This confounded me because ripgrep, pretty early on, erases the
difference between searching a single file and `stdin`. So it wasn't
like there were different code paths. And I mistakenly assumed that they
would otherwise behave the same as they are just treated as streams.

But... it turns out that running `read` on a `stdin` versus a regular
file seems to behave differently. At least on my Linux system, with
`stdin`, `read` never seems to fill the buffer with more than 64K. But
with a regular file, `read` pretty reliably fills the caller's buffer
with as much space as declared.

Of course, it is expected that `read` doesn't *have* to fill up the
caller's buffer, and ripgrep is generally fine with that. But when
`-A/--after-context` is used with a very large value---big enough that
the default buffer capacity is too small---then more heap memory needs
to be allocated to correctly handle all cases. This can result in
passing buffers bigger than 64K to `read`.

*Data lines*.
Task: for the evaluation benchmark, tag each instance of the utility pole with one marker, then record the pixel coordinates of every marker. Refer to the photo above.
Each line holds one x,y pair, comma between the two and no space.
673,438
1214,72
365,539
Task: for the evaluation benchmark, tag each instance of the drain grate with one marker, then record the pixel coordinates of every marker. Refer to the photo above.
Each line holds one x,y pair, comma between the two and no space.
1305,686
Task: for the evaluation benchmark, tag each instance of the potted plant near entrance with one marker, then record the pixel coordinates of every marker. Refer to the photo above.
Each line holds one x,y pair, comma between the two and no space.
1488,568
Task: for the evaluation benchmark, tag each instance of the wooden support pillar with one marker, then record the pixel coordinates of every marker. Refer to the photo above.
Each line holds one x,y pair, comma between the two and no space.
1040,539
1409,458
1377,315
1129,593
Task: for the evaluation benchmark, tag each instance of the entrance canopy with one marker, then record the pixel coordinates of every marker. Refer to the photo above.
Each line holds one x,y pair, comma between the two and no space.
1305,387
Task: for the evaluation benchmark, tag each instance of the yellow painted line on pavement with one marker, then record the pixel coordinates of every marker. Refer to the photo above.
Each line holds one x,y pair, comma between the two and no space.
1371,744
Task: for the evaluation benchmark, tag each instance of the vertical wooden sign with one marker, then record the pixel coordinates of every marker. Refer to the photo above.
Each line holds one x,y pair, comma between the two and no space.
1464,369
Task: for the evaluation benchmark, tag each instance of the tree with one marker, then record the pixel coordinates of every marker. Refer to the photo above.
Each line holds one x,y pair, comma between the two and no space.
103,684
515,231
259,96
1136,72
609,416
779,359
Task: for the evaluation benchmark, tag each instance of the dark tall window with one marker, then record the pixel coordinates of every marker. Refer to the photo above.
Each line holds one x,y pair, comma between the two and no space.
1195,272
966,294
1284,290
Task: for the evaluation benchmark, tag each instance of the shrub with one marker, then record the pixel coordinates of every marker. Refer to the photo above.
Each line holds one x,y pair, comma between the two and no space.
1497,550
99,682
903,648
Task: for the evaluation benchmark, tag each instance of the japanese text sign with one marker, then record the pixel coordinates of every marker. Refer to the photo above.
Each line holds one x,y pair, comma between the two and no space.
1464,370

*What is asked*.
Answer these from the excerpt on how ripgrep reads input, one line each:
(a) What difference does ripgrep erase early on?
(b) With `stdin`, on the Linux system mentioned, what is the most that `read` seems to fill the buffer with?
(c) Which option, given a very large value, makes ripgrep allocate more heap memory?

*Result*.
(a) The difference between searching a single file and `stdin`.
(b) 64K.
(c) `-A/--after-context`.